*** BRANO PROPOSTO

Marisa Marconi ama la scultura, la trova un mezzo espressivo potente che le offre l'opportunità di confrontarsi con quella tridimensionalità che le sarà di supporto anche nella sua accezione di pittrice. Scrive di Marisa Marconi scultrice Carlo Melloni nel 1989: “Nelle sculture lignee di Marisa Marconi il vigore espressionista della materia connotata si coniuga spesso al non detto, al non direttamente espresso ma tuttavia ugualmente leggibile. Nella storia della scultura l’esempio più noto è 'La pietà Rondanini', ma non essendo, nel caso della Marconi il tutto figurativo, la mèta da raggiungere, le figure che lentamente e a una insistita osservazione, emergono dalle fibre lignee assecondate dall’artista, sembrano persino 'trompe l’oeil'. Questo accade anche perché l’artista ha assimilato la tradizione classica che per quanto riguarda in particolare il rituale della 'Deposizione', si basa su un impianto iconografico ricorrente. Ma il suo linguaggio è anticlassico. Ne sono prove la compenetrazione dei corpi (si veda anche, a maggior evidenza, 'Bacio di Giuda'), come pathos e senso umano del possesso, e il considerare la materia soltanto l’elemento visibile e tangibile di un’idea o di una riflessione che appartengono al mondo della non materia”.
Da quel momento e fino al 1993, Marisa Marconi è protagonista di moltissime mostre “personali” e “collettive” di pittura e di scultura, in tutta Italia e, nel 1994, anche all'estero, a Trier, in Germania.

******

[CONSEGNA] Riscrivi in forma più breve il paragrafo del brano su Marisa Marconi che comincia con «Marisa Marconi ama la scultura», conservandone i fatti principali. Le righe non hanno alcun legame con il brano su Marisa Marconi.

*** RIGHE

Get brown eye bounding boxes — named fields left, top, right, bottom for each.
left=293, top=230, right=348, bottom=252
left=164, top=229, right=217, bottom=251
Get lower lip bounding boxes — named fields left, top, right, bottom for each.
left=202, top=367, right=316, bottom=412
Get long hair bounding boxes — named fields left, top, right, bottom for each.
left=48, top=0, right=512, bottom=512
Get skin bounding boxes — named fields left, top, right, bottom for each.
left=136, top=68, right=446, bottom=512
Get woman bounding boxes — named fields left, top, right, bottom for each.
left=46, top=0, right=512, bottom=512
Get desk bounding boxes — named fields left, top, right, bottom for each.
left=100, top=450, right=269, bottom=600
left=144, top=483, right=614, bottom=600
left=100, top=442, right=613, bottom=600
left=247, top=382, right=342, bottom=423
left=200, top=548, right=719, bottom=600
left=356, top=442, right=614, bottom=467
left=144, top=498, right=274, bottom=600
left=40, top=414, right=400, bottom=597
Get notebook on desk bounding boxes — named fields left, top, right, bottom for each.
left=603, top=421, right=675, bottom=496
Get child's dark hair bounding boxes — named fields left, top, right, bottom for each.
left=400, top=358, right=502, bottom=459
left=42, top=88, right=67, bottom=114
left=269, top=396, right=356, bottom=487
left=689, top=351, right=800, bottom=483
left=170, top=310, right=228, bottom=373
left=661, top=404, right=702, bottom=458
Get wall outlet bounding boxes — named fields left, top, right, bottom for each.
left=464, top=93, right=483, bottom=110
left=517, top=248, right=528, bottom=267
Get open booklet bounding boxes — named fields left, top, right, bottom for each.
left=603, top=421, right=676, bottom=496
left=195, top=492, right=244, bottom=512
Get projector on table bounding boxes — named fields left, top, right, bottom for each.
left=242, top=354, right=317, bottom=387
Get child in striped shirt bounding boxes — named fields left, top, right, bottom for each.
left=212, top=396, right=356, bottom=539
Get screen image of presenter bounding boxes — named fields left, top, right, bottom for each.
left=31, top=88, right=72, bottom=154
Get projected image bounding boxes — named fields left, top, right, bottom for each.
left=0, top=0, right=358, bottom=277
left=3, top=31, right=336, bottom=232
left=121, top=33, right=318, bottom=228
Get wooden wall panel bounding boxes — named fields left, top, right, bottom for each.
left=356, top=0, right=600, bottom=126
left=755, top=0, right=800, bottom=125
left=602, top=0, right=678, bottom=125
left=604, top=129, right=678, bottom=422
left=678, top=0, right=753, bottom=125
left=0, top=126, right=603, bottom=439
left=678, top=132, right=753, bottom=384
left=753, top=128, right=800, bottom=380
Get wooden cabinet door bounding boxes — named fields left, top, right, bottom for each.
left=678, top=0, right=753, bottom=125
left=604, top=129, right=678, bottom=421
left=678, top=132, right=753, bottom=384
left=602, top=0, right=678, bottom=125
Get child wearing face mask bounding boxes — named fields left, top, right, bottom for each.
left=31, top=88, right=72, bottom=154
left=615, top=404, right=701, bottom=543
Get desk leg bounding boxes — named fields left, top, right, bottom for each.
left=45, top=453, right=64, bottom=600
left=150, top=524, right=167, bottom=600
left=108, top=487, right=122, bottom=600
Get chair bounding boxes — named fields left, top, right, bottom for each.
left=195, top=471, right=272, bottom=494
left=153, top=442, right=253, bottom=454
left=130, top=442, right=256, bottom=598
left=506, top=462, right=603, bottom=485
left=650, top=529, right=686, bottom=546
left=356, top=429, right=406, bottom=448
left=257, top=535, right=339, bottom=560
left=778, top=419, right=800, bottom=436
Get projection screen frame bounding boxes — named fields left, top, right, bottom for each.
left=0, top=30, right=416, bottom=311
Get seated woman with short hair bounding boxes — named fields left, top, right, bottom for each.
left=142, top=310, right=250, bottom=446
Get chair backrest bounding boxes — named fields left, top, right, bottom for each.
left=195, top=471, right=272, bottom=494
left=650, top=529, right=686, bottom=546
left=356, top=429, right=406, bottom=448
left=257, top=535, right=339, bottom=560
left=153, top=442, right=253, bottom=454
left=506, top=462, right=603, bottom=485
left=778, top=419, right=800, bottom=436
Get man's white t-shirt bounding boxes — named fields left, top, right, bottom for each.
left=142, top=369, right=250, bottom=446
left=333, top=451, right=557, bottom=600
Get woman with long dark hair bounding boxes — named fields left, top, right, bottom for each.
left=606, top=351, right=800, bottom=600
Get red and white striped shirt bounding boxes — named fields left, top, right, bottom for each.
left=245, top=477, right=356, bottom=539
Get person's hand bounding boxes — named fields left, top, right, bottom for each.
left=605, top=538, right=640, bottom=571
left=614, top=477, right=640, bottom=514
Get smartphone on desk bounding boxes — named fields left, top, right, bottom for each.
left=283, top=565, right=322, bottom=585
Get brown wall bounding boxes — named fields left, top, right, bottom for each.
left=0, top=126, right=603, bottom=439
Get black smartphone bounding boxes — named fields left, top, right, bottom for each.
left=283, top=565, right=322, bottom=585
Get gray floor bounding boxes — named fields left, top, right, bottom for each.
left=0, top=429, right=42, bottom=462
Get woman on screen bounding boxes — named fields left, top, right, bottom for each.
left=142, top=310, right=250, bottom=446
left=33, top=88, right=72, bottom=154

******

[RISPOSTA] Marisa Marconi ama la scultura: è per lei un mezzo espressivo potente che la mette a confronto con la tridimensionalità, utile anche come pittrice. Nel 1989 Carlo Melloni scrive che nelle sue sculture lignee il vigore espressionista della materia si unisce spesso al non detto, che resta comunque leggibile. Poiché la meta non è il tutto figurativo, le figure emergono lentamente dalle fibre del legno e sembrano quasi "trompe l'oeil". Questo accade anche perché l'artista ha assimilato la tradizione classica, in particolare l'iconografia ricorrente della "Deposizione". Il suo linguaggio è però anticlassico, come provano due aspetti. Il primo è la compenetrazione dei corpi, evidente in "Bacio di Giuda". Il secondo è il considerare la materia solo l'elemento visibile e tangibile di un'idea o di una riflessione che appartiene al mondo della non materia.